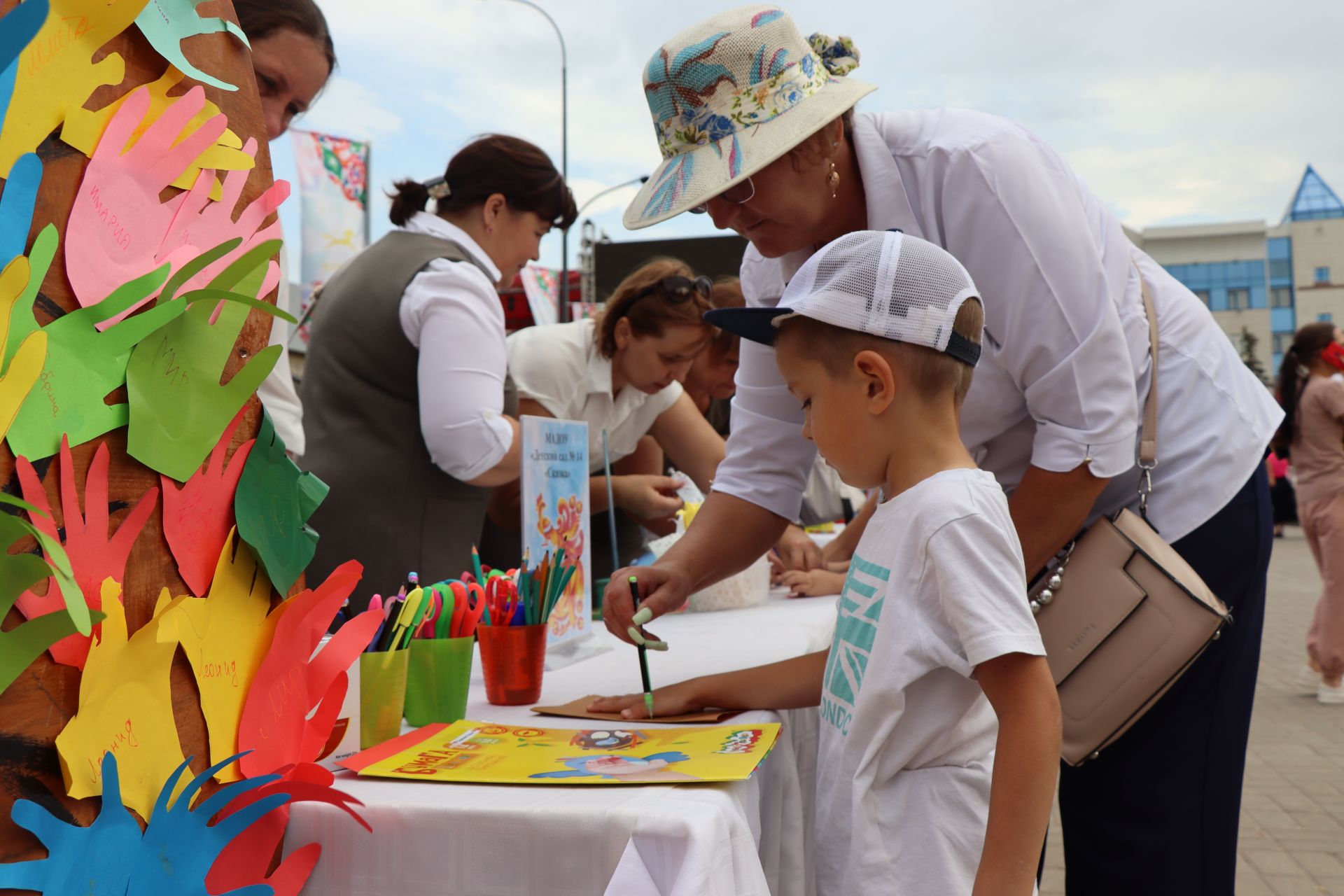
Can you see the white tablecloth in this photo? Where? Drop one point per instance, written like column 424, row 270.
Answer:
column 739, row 839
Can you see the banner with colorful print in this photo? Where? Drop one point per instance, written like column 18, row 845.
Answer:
column 334, row 197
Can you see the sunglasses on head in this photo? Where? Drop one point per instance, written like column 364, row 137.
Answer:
column 737, row 194
column 678, row 288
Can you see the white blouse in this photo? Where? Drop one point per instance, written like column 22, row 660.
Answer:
column 1066, row 359
column 452, row 314
column 558, row 367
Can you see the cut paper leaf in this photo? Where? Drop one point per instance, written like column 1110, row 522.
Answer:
column 84, row 130
column 94, row 558
column 178, row 407
column 273, row 505
column 167, row 23
column 225, row 637
column 57, row 73
column 112, row 858
column 125, row 708
column 298, row 692
column 24, row 368
column 17, row 204
column 18, row 29
column 118, row 222
column 200, row 514
column 248, row 856
column 83, row 365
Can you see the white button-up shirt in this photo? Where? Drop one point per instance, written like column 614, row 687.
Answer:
column 1066, row 359
column 561, row 368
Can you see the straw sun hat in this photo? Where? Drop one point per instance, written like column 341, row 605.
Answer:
column 733, row 94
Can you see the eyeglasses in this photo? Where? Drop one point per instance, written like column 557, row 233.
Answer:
column 678, row 289
column 737, row 194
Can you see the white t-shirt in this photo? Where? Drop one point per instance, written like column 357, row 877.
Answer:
column 907, row 738
column 558, row 367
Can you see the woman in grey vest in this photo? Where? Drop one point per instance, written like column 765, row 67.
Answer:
column 403, row 388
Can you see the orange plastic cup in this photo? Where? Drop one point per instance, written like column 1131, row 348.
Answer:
column 512, row 659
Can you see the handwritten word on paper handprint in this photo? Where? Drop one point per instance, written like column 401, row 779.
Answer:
column 125, row 707
column 298, row 692
column 118, row 223
column 225, row 637
column 112, row 858
column 84, row 130
column 94, row 558
column 167, row 23
column 200, row 514
column 273, row 505
column 57, row 73
column 178, row 407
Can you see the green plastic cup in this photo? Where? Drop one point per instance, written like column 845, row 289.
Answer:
column 382, row 695
column 437, row 681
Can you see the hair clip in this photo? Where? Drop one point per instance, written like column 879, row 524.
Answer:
column 438, row 188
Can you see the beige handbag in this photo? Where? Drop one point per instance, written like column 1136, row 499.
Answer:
column 1123, row 615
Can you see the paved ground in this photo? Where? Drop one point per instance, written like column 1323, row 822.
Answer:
column 1292, row 832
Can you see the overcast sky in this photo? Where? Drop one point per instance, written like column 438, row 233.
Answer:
column 1174, row 111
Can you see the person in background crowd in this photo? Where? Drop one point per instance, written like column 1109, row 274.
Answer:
column 405, row 382
column 1313, row 435
column 777, row 153
column 292, row 57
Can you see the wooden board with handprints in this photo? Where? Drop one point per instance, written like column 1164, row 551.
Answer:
column 36, row 707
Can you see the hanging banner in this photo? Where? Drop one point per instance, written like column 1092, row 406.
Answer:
column 334, row 195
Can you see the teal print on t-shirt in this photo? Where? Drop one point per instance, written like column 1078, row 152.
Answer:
column 857, row 626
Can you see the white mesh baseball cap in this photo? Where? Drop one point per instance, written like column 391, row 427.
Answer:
column 878, row 282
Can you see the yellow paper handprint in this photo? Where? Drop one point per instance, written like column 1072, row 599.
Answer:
column 225, row 637
column 125, row 707
column 84, row 130
column 57, row 73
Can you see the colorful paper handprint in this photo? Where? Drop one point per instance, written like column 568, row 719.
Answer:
column 125, row 708
column 84, row 130
column 57, row 73
column 200, row 514
column 118, row 223
column 167, row 23
column 225, row 637
column 113, row 858
column 298, row 692
column 273, row 505
column 178, row 407
column 94, row 556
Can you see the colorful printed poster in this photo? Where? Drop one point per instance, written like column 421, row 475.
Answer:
column 555, row 514
column 483, row 752
column 334, row 197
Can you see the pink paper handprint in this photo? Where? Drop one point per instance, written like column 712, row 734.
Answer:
column 93, row 556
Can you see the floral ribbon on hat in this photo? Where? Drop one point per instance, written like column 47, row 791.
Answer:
column 839, row 54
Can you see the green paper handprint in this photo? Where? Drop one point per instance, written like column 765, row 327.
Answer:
column 178, row 407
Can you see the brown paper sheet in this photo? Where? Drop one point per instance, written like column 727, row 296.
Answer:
column 578, row 710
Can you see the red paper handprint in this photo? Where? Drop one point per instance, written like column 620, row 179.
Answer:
column 93, row 555
column 296, row 695
column 200, row 516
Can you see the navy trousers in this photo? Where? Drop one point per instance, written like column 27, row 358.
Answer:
column 1158, row 812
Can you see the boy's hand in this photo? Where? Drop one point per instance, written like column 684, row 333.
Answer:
column 673, row 700
column 663, row 589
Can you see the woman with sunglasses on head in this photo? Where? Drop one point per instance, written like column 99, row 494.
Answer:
column 757, row 128
column 622, row 372
column 405, row 382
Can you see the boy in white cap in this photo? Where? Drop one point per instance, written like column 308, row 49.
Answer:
column 940, row 720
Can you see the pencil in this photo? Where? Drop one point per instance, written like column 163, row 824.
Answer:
column 644, row 659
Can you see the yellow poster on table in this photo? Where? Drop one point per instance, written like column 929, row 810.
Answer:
column 488, row 754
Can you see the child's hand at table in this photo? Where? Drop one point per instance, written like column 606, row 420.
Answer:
column 812, row 583
column 673, row 700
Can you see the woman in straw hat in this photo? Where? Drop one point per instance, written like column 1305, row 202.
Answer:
column 757, row 130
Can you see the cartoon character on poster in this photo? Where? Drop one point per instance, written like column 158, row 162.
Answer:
column 555, row 514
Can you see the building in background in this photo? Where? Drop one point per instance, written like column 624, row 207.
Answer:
column 1262, row 281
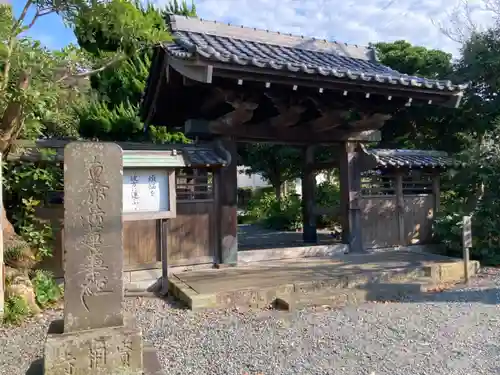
•••
**Given request**
Format every line of the rows above as a JSON list of strings, one string per line, and omit blank lines. Leave the pictures out of the list.

**Solution for this problem**
[
  "Can you see the white tablecloth in this photo? Where? Drop one point per instance, written like column 424, row 270.",
  "Answer:",
  "column 739, row 839",
  "Can you see the banner with colorful print in this photo? Where? Drop one point per instance, written like column 18, row 845.",
  "Answer:",
  "column 334, row 197",
  "Can you see the sunglasses on head in this photo? Where? Drop one point per instance, written like column 364, row 137.",
  "Answer:",
  "column 737, row 194",
  "column 678, row 288",
  "Can you see the white blouse in this photo? Where? Drop one point per instance, written like column 22, row 660.",
  "Answer:",
  "column 1066, row 359",
  "column 452, row 314",
  "column 558, row 367",
  "Can you see the cut paper leaf in this photo? Where? Drop one point per instance, written like column 1110, row 522.",
  "Answer:",
  "column 84, row 130",
  "column 94, row 558",
  "column 178, row 407",
  "column 273, row 505",
  "column 167, row 23",
  "column 225, row 637",
  "column 57, row 73",
  "column 112, row 858",
  "column 125, row 708",
  "column 298, row 692",
  "column 24, row 368",
  "column 17, row 204",
  "column 18, row 29",
  "column 118, row 222",
  "column 200, row 514",
  "column 248, row 856",
  "column 83, row 365",
  "Can you see the white button-up shirt in this photo? Where? Drop one point per instance, written like column 614, row 687.",
  "Answer:",
  "column 1066, row 359",
  "column 561, row 368",
  "Can you see the straw sun hat in this photo? Where? Drop one point per instance, written like column 341, row 605.",
  "Answer:",
  "column 733, row 94",
  "Can you see the eyeglasses in this photo? Where? Drop one point per instance, written like column 557, row 233.",
  "Answer:",
  "column 678, row 289",
  "column 737, row 194",
  "Can you see the white t-shirt in this photo? Where? Drop one point per instance, written like column 357, row 877.",
  "Answer:",
  "column 907, row 738",
  "column 558, row 367",
  "Can you see the woman in grey vest in this photo? Where? Drop one point per instance, written like column 765, row 67.",
  "Answer:",
  "column 403, row 388",
  "Can you see the orange plastic cup in this photo? Where? Drop one point per instance, written like column 1131, row 348.",
  "Answer:",
  "column 512, row 659",
  "Can you see the handwritten word on paper handprint in this photo? Where? Drop one point per instance, written like column 401, row 779.",
  "Answer:",
  "column 125, row 707",
  "column 298, row 692",
  "column 118, row 223",
  "column 225, row 637",
  "column 112, row 858",
  "column 84, row 130",
  "column 94, row 558",
  "column 167, row 23",
  "column 200, row 514",
  "column 273, row 505",
  "column 57, row 73",
  "column 178, row 407",
  "Can you see the green plastic cup in this photo? Where? Drop one point per instance, written like column 845, row 289.",
  "Answer:",
  "column 382, row 695",
  "column 437, row 681",
  "Can you see the hair clip in this photo? Where? Drop one point per instance, written like column 879, row 524.",
  "Answer:",
  "column 438, row 188",
  "Can you see the beige handbag in this photo? Where? Drop one point per instance, written like column 1136, row 499.",
  "Answer:",
  "column 1123, row 615",
  "Can you see the paved ground in this photo? Where? Drop one point per instance, written like column 1323, row 822.",
  "Answer:",
  "column 1292, row 832",
  "Can you see the overcast sky in this photo? Where? Drop one point per instance, written like column 438, row 233.",
  "Answer:",
  "column 1174, row 111",
  "Can you see the person in background crowd in this photo? Where? Drop one point per instance, written like column 1109, row 274.",
  "Answer:",
  "column 405, row 382",
  "column 1313, row 435",
  "column 777, row 153",
  "column 292, row 57",
  "Can you see the wooden board with handprints in this photo? Where? Drop one point per instance, written like column 1164, row 551.",
  "Answer:",
  "column 36, row 707",
  "Can you see the hanging banner in this photo? Where? Drop one point per instance, written like column 1092, row 406.",
  "Answer:",
  "column 334, row 195",
  "Can you see the teal print on t-shirt in this photo? Where? Drop one point per instance, written like column 1078, row 152.",
  "Answer:",
  "column 857, row 626",
  "Can you see the white mesh baseball cap in this photo? Where? Drop one point per instance, written like column 391, row 427.",
  "Answer:",
  "column 878, row 282",
  "Can you see the yellow paper handprint in this photo? Where? Drop one point per instance, written like column 1072, row 599.",
  "Answer:",
  "column 225, row 637",
  "column 125, row 707",
  "column 84, row 130",
  "column 57, row 73",
  "Can you see the colorful paper handprint in this photo? Where? Drop one point per instance, written like column 568, row 719.",
  "Answer:",
  "column 125, row 708",
  "column 84, row 130",
  "column 57, row 73",
  "column 200, row 514",
  "column 118, row 223",
  "column 167, row 23",
  "column 225, row 637",
  "column 113, row 858",
  "column 298, row 692",
  "column 273, row 505",
  "column 178, row 407",
  "column 94, row 556",
  "Can you see the colorful printed poster in this photo? Where? Drop one point per instance, written like column 421, row 475.",
  "Answer:",
  "column 555, row 514",
  "column 483, row 752",
  "column 334, row 197",
  "Can you see the pink paper handprint in this photo? Where? Drop one point per instance, written like column 712, row 734.",
  "Answer:",
  "column 93, row 556",
  "Can you see the floral ribbon on hat in this photo? Where? Drop one point per instance, written like column 47, row 791.",
  "Answer:",
  "column 839, row 54",
  "Can you see the green paper handprint in this photo? Where? Drop one point per instance, written like column 765, row 327.",
  "Answer:",
  "column 178, row 407",
  "Can you see the brown paper sheet in this photo? Where? Drop one point per instance, written like column 727, row 296.",
  "Answer:",
  "column 578, row 710",
  "Can you see the red paper handprint in this photo? Where? Drop one point per instance, written like column 620, row 179.",
  "Answer:",
  "column 93, row 555",
  "column 296, row 695",
  "column 200, row 516",
  "Can you see the navy trousers in this photo? Where? Drop one point per instance, written like column 27, row 358.",
  "Answer:",
  "column 1158, row 812",
  "Can you see the boy's hand in this photo? Where? Drop one point per instance, written like column 684, row 333.",
  "Answer:",
  "column 673, row 700",
  "column 663, row 589",
  "Can you see the woman with sunglasses on head in this photo? Where? Drop one point per instance, written like column 99, row 494.",
  "Answer:",
  "column 757, row 128",
  "column 622, row 372",
  "column 405, row 382",
  "Can you see the boy in white cap in this photo? Where? Drop one point per instance, written like column 308, row 49.",
  "Answer:",
  "column 940, row 720",
  "Can you see the pencil in this photo? Where? Drop one point per instance, written like column 163, row 824.",
  "Answer:",
  "column 644, row 659",
  "Can you see the yellow poster on table in this photo? Where? Drop one point per instance, written like column 929, row 810.",
  "Answer:",
  "column 488, row 754",
  "Can you see the child's hand at table in this photo? Where? Drop one point per instance, written like column 606, row 420.",
  "Answer:",
  "column 812, row 583",
  "column 673, row 700",
  "Can you see the woman in straw hat in this photo? Where? Drop one point per instance, written like column 1305, row 202.",
  "Answer:",
  "column 757, row 130",
  "Can you see the cartoon character on poster in this photo? Where? Drop one point per instance, written like column 158, row 162.",
  "Answer:",
  "column 555, row 514",
  "Can you see the building in background in this photo? Where? Drop one point per instance, written like column 624, row 207.",
  "Answer:",
  "column 1262, row 281"
]